# Фрагмент страницы:
☆ ☆ ☆ ☆

Даже невооружённым глазом можно заметить: республиканские СМИ принялись облизывать Десантиса, называя его будущим партии и будущим президентом, при этом не забывая поддеть президента бывшего. Особенно усердствовал в этой кампании медиамагнат Руперт Мёрдок, чей The New York Post прямым текстом назвал Трампа лузером. Десантиса поддержали и вчерашние звёзды консервативного движения вроде британца Фараджа и глыбы вне времени вроде Биньямина Нетаньяху. По опросам Трамп всё ещё намного популярнее своей новой версии из Флориды, да и харизмой 44-летний итальянец явно уступает своему рыжему конкуренту, но с такой раскруткой и ополчением против Трампа не только вашингтонской верхушки партии, но и значительной части собственной паствы выдвижение Десантиса в 2024 году выглядит вопросом времени. Этому, похоже, не особо будет препятствовать первый центр силы внутри "партии слонов". Его олицетворяет Кевин Маккарти, республиканец из Калифорнии (занятный оксюморон), который готовится занять пост спикера Палаты представителей взамен демократки из Калифорнии Нэнси Пелоси. Маккарти, в отличие от своего грозного однофамильца далёких лет, занимает политическую позицию, которую можно назвать "ни рыба, ни мясо": уже сейчас у многих правых публицистов возникают серьёзные сомнения в приверженности нового лидера республиканцев принципам этих самых республиканцев.
Разумеется, в этот раз тоже не обошлось без любимой темы всех проигравших — фальсификаций выборов. Но парадокс состоит в том, что итоговый результат, как бы там ни ворчали разочарованные республиканцы и дежурно ни ныли потерявшие контроль над Палатой представителей демократы, устроил более-менее всех. Именно поэтому общим консенсусом было решено не будить лихо: было объявлено, что выборы прошли кристально честно и даже подлые русские хакеры не вмешивались в процесс — видать, оказались слишком заняты взломом Старлинков. Тем интереснее информация о том, что на местах-таки не обошлось без старых приёмов, знакомых каждому внимательному читателю новостей ещё по 2020 году.
Мёртвые избиратели 1901 года рождения уже стали завсегдатаями на американских плебисцитах — возможно, через пару десятилетий выборы превратятся в своеобразный ритуал поминовения усопших наподобие мексиканского Дня мёртвых, где люди будут одеваться в костюмы скелетов и ходить голосовать в надежде увидеть в ведомостях роспись своей прапрабабки. Но мертвецам не чуждо и пассивное избирательное право — шуму наделала история пенсильванского конгрессмена Тони Делуки, умершего ещё 9 октября, но всё равно избравшегося. В Теннесси, к слову, аналогичная история постигла Барбару Купер, почившую 25 октября. Кроме шуток это даёт отличную иллюстрацию того, насколько инертен американский выборный процесс. Ты можешь предлагать насколько угодно более привлекательную программу, быть ярче, харизматичнее и известнее, ты даже можешь быть единственным живым кандидатом на пост, но какой в этом толк, если мистер Делука был представителем этого округа Пенсильвании с 1983 года, а Барбара представляла свой округ с 1996-го? При этом их имена из бюллетеней никто убрать не потрудился. Угадайте, в какую партию входили покойные.

☆ ☆ ☆ ☆

# Исходные данные:

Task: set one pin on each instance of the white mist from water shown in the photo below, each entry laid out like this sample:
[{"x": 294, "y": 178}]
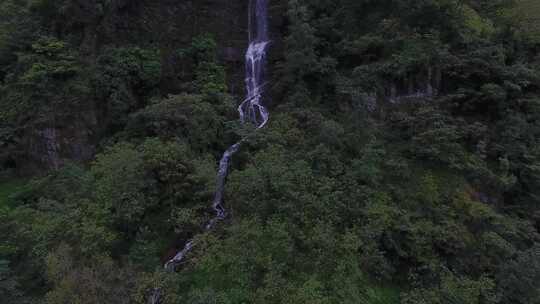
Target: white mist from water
[{"x": 251, "y": 111}]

☆ ☆ ☆ ☆

# Задание:
Процитируйте из фрагмента о выборах в США всё, что идёт от слов «Разумеется, в этот» вплоть до слов «по 2020 году.». Приведённые строки для работы не требуются.

# Решение:
Разумеется, в этот раз тоже не обошлось без любимой темы всех проигравших — фальсификаций выборов. Но парадокс состоит в том, что итоговый результат, как бы там ни ворчали разочарованные республиканцы и дежурно ни ныли потерявшие контроль над Палатой представителей демократы, устроил более-менее всех. Именно поэтому общим консенсусом было решено не будить лихо: было объявлено, что выборы прошли кристально честно и даже подлые русские хакеры не вмешивались в процесс — видать, оказались слишком заняты взломом Старлинков. Тем интереснее информация о том, что на местах-таки не обошлось без старых приёмов, знакомых каждому внимательному читателю новостей ещё по 2020 году.